§ GIVEN INFORMATION:
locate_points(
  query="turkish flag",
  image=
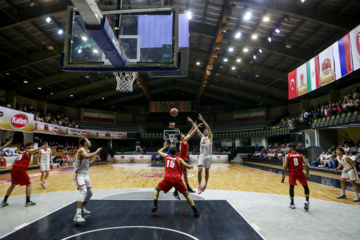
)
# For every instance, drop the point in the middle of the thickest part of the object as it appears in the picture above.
(292, 84)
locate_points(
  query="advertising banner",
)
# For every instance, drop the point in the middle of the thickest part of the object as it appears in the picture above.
(11, 119)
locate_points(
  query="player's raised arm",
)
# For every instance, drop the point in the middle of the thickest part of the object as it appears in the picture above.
(85, 154)
(161, 150)
(307, 169)
(190, 134)
(206, 125)
(6, 144)
(182, 162)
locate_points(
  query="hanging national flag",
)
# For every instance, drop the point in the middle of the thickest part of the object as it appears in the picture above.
(98, 115)
(312, 68)
(355, 47)
(342, 56)
(292, 84)
(326, 63)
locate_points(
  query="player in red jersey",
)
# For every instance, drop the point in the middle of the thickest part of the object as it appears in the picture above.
(19, 175)
(183, 154)
(295, 162)
(172, 178)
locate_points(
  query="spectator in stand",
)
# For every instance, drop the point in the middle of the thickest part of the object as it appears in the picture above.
(346, 148)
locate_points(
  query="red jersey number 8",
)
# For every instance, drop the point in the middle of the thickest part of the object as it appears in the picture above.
(296, 162)
(171, 163)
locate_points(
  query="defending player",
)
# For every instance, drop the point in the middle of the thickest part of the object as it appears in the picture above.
(45, 159)
(295, 161)
(83, 160)
(205, 154)
(172, 178)
(184, 149)
(19, 175)
(348, 173)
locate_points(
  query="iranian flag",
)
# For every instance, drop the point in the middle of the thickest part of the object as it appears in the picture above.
(249, 115)
(312, 67)
(98, 115)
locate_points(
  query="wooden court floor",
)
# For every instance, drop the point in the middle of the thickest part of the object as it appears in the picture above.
(232, 177)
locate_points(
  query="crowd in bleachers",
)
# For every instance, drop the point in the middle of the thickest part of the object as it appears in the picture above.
(327, 157)
(349, 103)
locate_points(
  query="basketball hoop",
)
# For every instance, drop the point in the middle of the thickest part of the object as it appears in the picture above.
(125, 81)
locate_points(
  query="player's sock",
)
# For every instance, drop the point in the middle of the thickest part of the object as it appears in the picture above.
(78, 211)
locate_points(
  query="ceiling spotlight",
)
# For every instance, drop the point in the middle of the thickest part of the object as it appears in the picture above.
(247, 15)
(48, 19)
(60, 30)
(188, 13)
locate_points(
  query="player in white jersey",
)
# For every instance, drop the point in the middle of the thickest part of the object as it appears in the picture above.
(83, 160)
(348, 173)
(205, 154)
(45, 159)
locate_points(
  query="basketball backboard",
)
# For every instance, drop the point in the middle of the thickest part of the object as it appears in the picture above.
(149, 38)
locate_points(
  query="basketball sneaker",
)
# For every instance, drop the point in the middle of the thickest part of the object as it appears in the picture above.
(85, 211)
(306, 206)
(29, 204)
(154, 209)
(176, 195)
(341, 196)
(197, 213)
(78, 218)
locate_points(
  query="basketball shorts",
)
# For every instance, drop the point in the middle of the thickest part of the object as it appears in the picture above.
(19, 176)
(82, 180)
(178, 184)
(45, 167)
(350, 175)
(204, 161)
(299, 176)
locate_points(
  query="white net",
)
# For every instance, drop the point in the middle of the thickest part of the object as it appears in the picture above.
(125, 81)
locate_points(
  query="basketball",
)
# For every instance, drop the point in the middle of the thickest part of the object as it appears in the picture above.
(174, 112)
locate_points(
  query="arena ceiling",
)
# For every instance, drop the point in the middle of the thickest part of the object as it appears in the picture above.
(30, 50)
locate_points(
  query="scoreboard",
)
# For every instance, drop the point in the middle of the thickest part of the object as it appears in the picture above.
(166, 106)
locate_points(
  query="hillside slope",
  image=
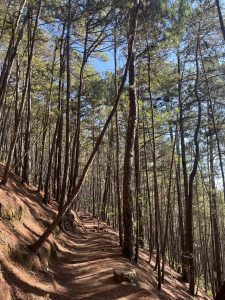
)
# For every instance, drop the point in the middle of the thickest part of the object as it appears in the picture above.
(72, 265)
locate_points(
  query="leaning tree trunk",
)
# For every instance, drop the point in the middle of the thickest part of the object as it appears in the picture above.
(128, 242)
(132, 31)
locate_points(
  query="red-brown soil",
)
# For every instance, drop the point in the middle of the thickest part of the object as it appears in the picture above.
(85, 259)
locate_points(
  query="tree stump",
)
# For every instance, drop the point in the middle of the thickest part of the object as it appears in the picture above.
(126, 275)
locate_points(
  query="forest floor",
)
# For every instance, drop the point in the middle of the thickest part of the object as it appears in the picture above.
(82, 263)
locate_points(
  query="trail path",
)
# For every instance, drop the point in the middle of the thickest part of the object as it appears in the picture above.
(86, 268)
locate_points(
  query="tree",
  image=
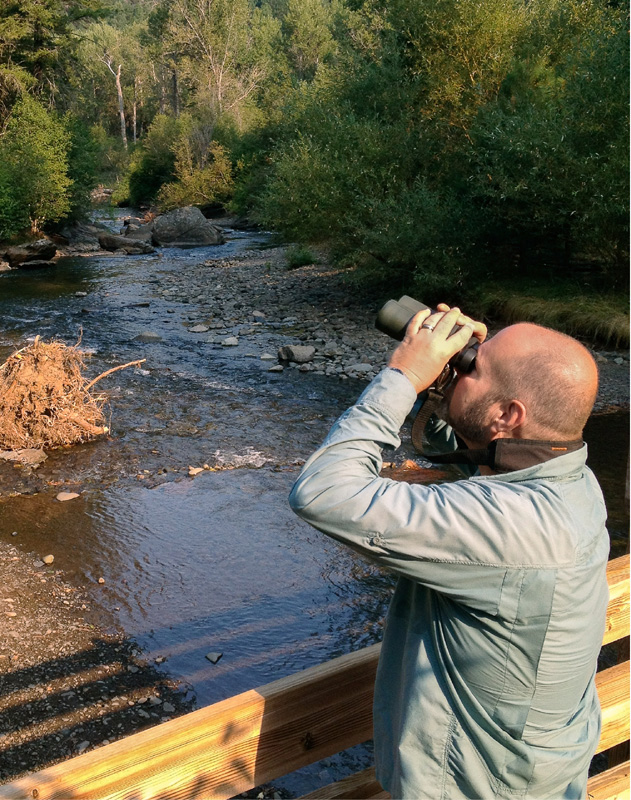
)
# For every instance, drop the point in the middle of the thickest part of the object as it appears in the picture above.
(38, 41)
(34, 155)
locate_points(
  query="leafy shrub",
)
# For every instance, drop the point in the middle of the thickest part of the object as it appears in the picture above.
(211, 184)
(154, 163)
(300, 256)
(35, 185)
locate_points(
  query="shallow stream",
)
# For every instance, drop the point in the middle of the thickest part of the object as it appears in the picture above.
(215, 563)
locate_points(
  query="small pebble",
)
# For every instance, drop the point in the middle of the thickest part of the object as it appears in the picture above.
(63, 496)
(213, 657)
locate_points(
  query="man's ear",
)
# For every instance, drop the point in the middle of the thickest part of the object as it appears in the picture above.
(509, 419)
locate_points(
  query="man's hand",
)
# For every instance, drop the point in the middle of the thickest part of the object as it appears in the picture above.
(428, 345)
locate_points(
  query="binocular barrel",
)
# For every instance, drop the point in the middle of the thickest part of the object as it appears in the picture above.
(393, 319)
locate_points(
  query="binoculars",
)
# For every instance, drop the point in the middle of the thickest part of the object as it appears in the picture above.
(395, 315)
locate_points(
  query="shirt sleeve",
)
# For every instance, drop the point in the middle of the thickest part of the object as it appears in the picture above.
(450, 537)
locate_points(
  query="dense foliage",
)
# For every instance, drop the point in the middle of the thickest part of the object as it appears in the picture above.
(440, 143)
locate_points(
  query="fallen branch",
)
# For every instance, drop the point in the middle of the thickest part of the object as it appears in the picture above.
(114, 369)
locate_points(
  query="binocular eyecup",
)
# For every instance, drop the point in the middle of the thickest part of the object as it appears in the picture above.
(394, 317)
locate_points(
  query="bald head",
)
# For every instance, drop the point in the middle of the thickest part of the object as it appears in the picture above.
(552, 374)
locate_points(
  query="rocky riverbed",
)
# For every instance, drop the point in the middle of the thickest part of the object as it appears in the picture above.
(66, 684)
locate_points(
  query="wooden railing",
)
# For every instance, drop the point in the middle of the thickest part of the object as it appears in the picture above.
(255, 737)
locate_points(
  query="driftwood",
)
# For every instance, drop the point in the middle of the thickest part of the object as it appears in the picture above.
(45, 399)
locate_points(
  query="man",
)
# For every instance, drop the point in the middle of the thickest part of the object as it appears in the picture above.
(485, 687)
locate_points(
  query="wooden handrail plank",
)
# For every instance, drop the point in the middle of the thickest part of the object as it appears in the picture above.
(617, 625)
(226, 748)
(231, 746)
(610, 785)
(360, 786)
(613, 692)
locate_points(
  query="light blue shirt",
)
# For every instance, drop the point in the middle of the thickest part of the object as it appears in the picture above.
(485, 687)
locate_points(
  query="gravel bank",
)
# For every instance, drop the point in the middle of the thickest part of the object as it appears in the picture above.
(65, 684)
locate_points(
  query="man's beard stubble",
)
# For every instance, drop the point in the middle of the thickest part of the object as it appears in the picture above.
(472, 424)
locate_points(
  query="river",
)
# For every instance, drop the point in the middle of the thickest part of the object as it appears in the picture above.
(217, 563)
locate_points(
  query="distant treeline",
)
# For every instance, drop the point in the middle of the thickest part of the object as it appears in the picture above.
(432, 142)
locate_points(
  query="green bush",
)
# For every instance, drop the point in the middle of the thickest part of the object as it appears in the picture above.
(153, 164)
(300, 256)
(35, 185)
(209, 185)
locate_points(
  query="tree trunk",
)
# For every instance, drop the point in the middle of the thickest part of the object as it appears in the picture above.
(176, 95)
(121, 107)
(134, 110)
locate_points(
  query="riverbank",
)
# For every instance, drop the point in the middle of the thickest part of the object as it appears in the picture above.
(70, 682)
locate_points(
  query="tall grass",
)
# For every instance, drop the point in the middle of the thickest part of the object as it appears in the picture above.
(599, 318)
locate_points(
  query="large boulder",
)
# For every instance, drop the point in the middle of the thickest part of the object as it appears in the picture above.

§ STATED GOAL: Count the lines in the rows above that contain the string "trunk", matching case exactly, and reply with that number alone.

§ TASK ANSWER: 2